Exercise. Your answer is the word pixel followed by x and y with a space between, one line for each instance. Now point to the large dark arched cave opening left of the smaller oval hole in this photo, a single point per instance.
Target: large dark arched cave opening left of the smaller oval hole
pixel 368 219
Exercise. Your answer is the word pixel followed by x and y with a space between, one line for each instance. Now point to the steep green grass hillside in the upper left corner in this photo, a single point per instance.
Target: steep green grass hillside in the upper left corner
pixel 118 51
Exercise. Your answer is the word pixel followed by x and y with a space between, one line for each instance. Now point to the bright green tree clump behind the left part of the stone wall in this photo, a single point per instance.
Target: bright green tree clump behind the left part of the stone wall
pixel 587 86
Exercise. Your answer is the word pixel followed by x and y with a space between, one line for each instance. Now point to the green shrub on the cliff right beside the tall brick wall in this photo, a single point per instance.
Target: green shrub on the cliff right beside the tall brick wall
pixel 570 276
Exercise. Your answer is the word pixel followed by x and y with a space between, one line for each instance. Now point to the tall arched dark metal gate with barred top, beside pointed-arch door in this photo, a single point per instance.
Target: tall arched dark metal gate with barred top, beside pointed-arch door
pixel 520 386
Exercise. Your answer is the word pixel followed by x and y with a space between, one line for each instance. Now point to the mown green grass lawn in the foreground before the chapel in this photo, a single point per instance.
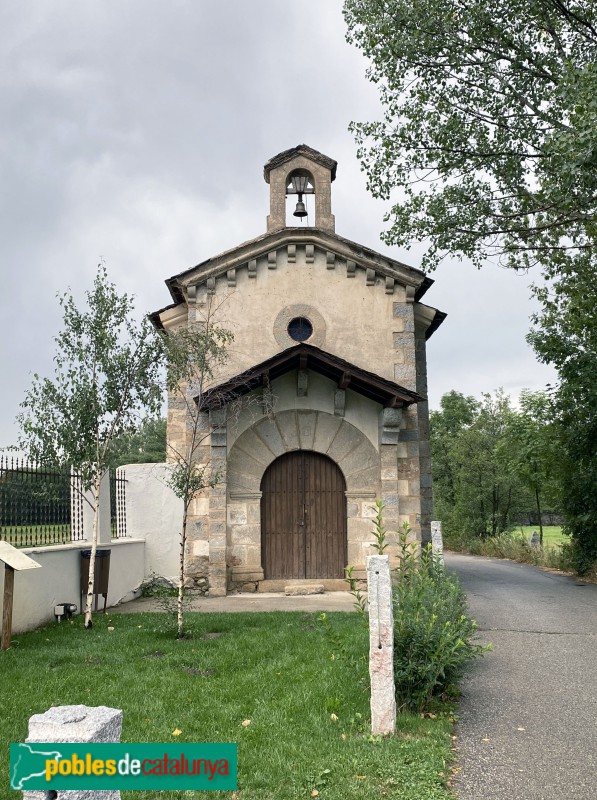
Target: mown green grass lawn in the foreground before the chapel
pixel 281 671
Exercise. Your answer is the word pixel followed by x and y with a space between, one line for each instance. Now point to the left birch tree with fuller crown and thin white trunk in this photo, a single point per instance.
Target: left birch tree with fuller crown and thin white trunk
pixel 107 372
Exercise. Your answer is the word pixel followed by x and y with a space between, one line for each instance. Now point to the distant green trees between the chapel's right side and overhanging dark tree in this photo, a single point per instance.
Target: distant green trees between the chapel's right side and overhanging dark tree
pixel 494 464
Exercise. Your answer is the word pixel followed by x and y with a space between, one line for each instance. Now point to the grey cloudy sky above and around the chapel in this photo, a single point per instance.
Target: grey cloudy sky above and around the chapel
pixel 135 131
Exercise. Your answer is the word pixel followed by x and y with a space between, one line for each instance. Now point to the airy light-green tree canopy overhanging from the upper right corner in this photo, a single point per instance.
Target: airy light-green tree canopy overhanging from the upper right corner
pixel 488 144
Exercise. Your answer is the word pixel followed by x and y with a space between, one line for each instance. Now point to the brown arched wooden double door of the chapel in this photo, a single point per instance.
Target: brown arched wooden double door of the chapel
pixel 303 517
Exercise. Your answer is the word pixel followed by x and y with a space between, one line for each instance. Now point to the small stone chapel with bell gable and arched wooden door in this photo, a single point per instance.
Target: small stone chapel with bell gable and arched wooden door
pixel 321 406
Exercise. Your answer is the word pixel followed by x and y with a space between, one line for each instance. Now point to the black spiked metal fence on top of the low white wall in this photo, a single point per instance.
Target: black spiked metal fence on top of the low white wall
pixel 44 506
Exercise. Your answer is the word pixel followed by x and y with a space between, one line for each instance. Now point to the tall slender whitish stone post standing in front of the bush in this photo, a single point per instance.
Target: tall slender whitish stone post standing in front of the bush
pixel 381 646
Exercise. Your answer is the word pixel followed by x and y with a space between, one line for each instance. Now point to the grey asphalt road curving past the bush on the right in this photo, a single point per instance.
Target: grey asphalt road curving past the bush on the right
pixel 528 715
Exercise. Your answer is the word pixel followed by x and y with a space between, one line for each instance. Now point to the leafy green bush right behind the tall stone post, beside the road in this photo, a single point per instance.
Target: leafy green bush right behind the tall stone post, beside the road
pixel 433 635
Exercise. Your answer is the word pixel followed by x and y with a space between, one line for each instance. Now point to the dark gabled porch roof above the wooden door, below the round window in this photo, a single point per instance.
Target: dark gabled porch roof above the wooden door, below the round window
pixel 305 356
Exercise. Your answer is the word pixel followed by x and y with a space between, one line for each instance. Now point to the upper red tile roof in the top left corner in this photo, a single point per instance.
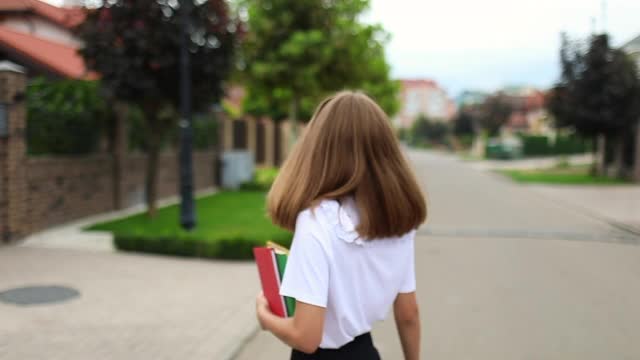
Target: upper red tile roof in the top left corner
pixel 67 17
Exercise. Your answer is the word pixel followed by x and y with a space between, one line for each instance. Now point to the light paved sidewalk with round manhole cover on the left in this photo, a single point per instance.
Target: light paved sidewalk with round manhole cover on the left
pixel 131 306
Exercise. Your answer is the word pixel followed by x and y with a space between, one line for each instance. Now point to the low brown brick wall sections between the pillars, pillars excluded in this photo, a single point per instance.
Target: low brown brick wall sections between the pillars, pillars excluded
pixel 61 189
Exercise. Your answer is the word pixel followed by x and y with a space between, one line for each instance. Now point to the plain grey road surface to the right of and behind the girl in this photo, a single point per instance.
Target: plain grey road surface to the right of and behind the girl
pixel 504 273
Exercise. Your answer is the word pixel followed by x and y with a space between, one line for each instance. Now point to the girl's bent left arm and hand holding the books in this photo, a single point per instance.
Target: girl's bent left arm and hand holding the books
pixel 303 331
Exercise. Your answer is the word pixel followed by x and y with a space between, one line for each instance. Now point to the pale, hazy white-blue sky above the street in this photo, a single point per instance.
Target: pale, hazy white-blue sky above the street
pixel 488 44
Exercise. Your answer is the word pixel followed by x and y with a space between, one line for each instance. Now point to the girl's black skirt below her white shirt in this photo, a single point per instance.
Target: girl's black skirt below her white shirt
pixel 360 348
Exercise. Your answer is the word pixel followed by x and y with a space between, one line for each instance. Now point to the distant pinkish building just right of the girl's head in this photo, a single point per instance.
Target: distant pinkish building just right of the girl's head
pixel 423 96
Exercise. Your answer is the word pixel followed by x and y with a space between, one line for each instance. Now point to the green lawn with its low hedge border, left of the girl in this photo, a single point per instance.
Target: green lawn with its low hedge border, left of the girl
pixel 229 225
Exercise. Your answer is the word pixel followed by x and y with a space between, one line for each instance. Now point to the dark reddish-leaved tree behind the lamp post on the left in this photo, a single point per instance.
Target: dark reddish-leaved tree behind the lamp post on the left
pixel 135 46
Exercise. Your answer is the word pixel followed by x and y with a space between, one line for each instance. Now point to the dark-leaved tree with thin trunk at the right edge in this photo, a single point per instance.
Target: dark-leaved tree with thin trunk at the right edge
pixel 598 92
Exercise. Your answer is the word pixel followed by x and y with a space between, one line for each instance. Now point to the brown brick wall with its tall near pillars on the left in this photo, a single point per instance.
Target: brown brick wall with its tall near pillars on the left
pixel 38 192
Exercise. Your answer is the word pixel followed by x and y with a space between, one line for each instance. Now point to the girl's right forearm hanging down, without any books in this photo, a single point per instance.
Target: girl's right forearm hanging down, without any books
pixel 407 316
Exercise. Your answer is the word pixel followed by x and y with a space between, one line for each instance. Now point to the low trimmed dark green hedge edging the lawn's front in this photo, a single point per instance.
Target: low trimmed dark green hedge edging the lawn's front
pixel 232 248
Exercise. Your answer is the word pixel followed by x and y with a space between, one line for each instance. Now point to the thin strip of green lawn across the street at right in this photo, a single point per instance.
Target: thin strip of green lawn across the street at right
pixel 574 175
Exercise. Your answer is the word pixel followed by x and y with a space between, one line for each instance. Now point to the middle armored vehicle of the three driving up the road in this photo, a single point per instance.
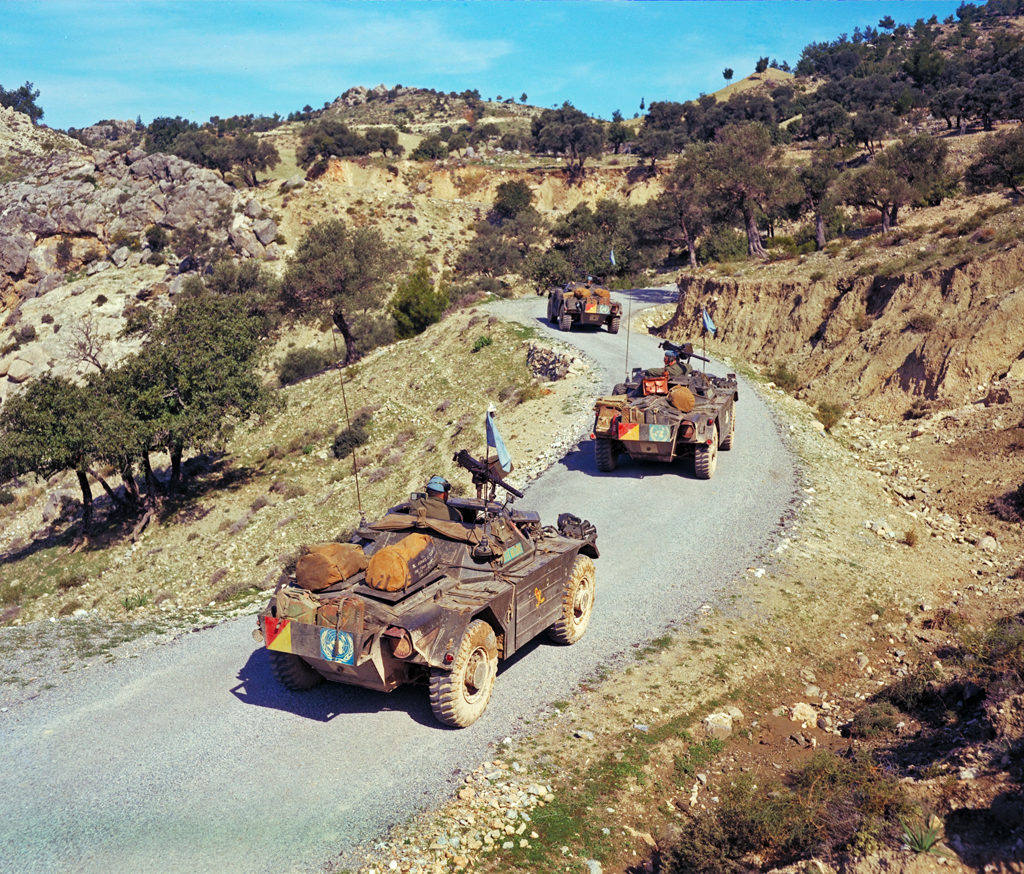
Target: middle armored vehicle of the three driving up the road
pixel 661 418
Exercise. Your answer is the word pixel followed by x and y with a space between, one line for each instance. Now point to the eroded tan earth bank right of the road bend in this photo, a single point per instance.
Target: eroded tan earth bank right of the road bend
pixel 880 343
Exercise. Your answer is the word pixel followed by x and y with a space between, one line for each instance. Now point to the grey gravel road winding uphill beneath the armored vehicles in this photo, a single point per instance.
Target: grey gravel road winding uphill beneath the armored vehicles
pixel 191 758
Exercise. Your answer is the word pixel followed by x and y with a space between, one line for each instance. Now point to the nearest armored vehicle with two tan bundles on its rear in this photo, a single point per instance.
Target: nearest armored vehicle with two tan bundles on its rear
pixel 419 600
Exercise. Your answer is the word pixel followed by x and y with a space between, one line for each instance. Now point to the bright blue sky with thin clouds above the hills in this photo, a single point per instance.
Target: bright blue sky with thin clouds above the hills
pixel 98 60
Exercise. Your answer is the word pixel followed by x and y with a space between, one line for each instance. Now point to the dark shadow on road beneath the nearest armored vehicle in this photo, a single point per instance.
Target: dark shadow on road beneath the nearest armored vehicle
pixel 259 687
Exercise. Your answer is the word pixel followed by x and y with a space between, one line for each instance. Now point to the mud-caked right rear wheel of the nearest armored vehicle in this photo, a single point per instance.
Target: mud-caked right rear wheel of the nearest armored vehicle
pixel 458 697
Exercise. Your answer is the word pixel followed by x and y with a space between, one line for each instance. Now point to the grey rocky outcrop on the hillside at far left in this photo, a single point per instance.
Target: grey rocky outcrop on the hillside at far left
pixel 86 210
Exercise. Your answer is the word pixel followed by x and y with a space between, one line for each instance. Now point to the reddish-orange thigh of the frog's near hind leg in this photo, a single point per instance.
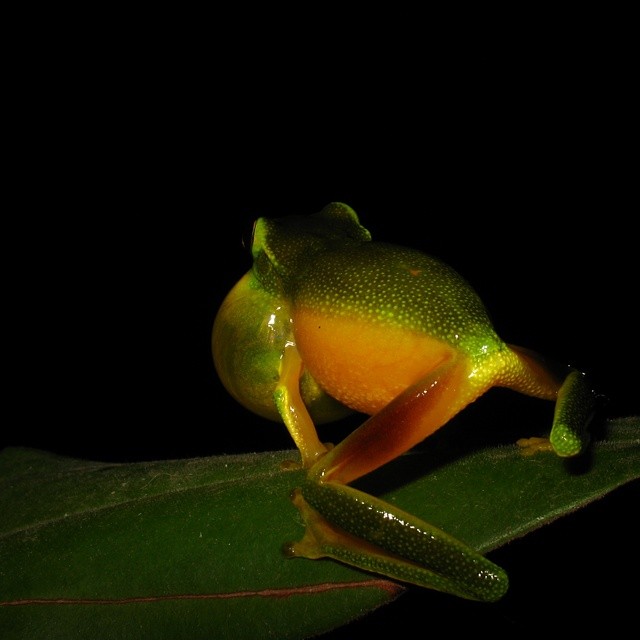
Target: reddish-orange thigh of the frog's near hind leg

» **What you need to do**: Give again exactly, and only, the lines above starting at the one with "the bright blue" and ending at the one with "the dark shadow".

» **Answer**:
Exercise. Your answer is the word pixel followed by x and y with a space between, one line for each instance. Now point to the bright blue sky with thin clouds above the hills in this photo, a single point per instance.
Target: bright blue sky with thin clouds above the hills
pixel 98 60
Exercise. Your answer is the word pixel followed by x and y with a space between, one line for each instance. Now point to the dark shadow on road beneath the nearest armored vehicle in this photo, a single point per instance.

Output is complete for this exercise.